### MATERIAL SHOWN
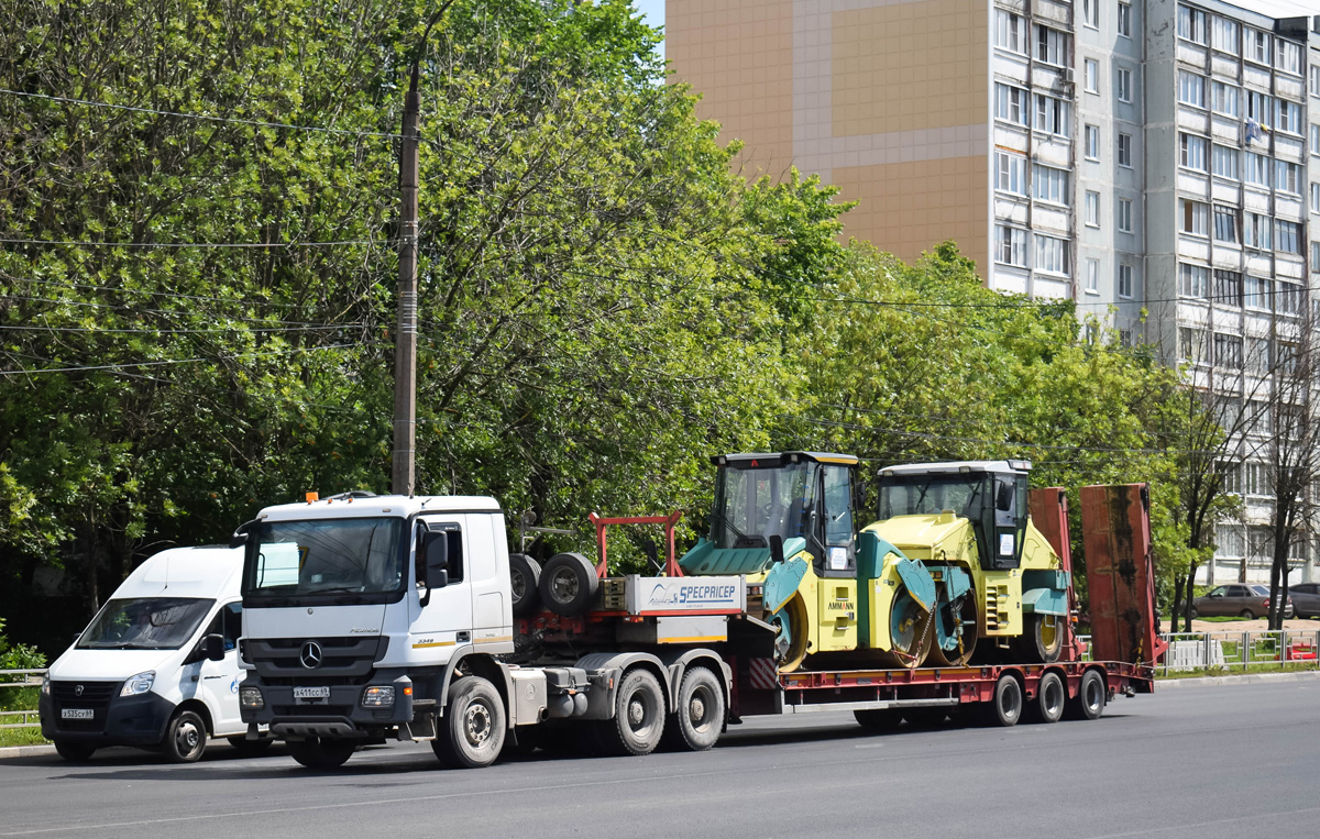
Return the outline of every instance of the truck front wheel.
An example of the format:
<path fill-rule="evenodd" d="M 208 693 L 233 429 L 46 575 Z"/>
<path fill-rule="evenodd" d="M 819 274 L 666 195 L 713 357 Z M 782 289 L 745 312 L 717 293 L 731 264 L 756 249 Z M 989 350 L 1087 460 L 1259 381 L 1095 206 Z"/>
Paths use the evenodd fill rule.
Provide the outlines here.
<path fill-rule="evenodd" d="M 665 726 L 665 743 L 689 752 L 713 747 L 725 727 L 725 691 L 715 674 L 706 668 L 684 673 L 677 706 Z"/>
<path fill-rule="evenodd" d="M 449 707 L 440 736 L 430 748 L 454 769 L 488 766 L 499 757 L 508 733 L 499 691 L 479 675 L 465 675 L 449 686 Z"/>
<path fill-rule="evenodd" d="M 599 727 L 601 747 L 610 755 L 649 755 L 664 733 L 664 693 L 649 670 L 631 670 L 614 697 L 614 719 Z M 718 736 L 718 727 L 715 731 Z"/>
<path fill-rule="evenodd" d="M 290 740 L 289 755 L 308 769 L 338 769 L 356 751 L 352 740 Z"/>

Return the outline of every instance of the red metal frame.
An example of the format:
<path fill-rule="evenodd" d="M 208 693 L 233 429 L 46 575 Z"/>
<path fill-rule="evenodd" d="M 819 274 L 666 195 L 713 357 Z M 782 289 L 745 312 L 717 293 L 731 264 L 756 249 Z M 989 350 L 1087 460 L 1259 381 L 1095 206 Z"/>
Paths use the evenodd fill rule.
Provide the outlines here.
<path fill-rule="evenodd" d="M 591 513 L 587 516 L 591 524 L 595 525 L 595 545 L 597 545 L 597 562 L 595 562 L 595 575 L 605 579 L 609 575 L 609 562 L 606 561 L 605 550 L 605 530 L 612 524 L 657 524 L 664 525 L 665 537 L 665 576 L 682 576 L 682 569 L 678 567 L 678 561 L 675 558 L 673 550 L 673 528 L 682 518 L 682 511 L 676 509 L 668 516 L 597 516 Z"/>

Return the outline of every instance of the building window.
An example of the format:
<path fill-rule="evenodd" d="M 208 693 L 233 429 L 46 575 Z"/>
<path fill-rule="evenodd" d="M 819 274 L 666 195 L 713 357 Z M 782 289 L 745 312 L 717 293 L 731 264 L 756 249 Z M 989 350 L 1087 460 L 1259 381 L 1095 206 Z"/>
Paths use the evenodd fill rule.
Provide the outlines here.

### WRITTEN EXERCISE
Change "every instance" to "each instance" in all the entries above and reproduce their text with nothing else altered. Leave the pictures out of your answer.

### ANSWER TO THE TASK
Return the outline of each instance of the truck front wheel.
An example of the format:
<path fill-rule="evenodd" d="M 208 693 L 233 429 L 46 575 Z"/>
<path fill-rule="evenodd" d="M 819 274 L 666 195 L 713 357 Z M 782 289 L 745 312 L 717 293 L 731 264 L 756 249 Z M 989 350 L 1087 460 L 1259 381 L 1095 206 Z"/>
Paths use the evenodd fill rule.
Provide the outlines here.
<path fill-rule="evenodd" d="M 665 726 L 665 743 L 689 752 L 713 747 L 725 727 L 725 691 L 715 674 L 706 668 L 684 673 L 677 706 Z"/>
<path fill-rule="evenodd" d="M 449 707 L 440 736 L 430 748 L 454 769 L 488 766 L 499 757 L 508 733 L 499 691 L 479 675 L 465 675 L 449 686 Z"/>
<path fill-rule="evenodd" d="M 599 727 L 601 747 L 610 755 L 649 755 L 664 733 L 664 693 L 649 670 L 631 670 L 614 697 L 614 719 Z M 718 736 L 718 727 L 715 731 Z"/>
<path fill-rule="evenodd" d="M 290 740 L 289 755 L 308 769 L 338 769 L 356 751 L 352 740 Z"/>

Return the outline of each instance of the red metal frame.
An example of the format:
<path fill-rule="evenodd" d="M 208 693 L 233 429 L 46 575 Z"/>
<path fill-rule="evenodd" d="M 819 274 L 666 195 L 713 357 Z M 782 289 L 745 312 L 717 293 L 731 264 L 756 249 Z M 989 350 L 1087 460 L 1259 381 L 1095 206 Z"/>
Paths use the evenodd fill rule.
Provide the outlines here.
<path fill-rule="evenodd" d="M 591 513 L 587 516 L 591 524 L 595 525 L 595 545 L 597 545 L 597 562 L 595 562 L 595 575 L 605 579 L 609 575 L 609 562 L 606 561 L 605 550 L 605 530 L 612 524 L 657 524 L 664 525 L 665 537 L 665 576 L 682 576 L 682 569 L 678 567 L 678 561 L 675 558 L 673 550 L 673 528 L 682 518 L 682 511 L 676 509 L 668 516 L 597 516 Z"/>

Return the outline of each instance of the building window.
An example of the format:
<path fill-rule="evenodd" d="M 208 693 L 233 429 L 46 575 Z"/>
<path fill-rule="evenodd" d="M 819 274 L 666 195 L 713 357 Z M 782 289 L 745 312 L 717 293 L 731 264 L 756 249 Z M 989 350 L 1087 460 L 1259 381 L 1095 206 Z"/>
Paths use the evenodd fill rule.
Provide the outlines here.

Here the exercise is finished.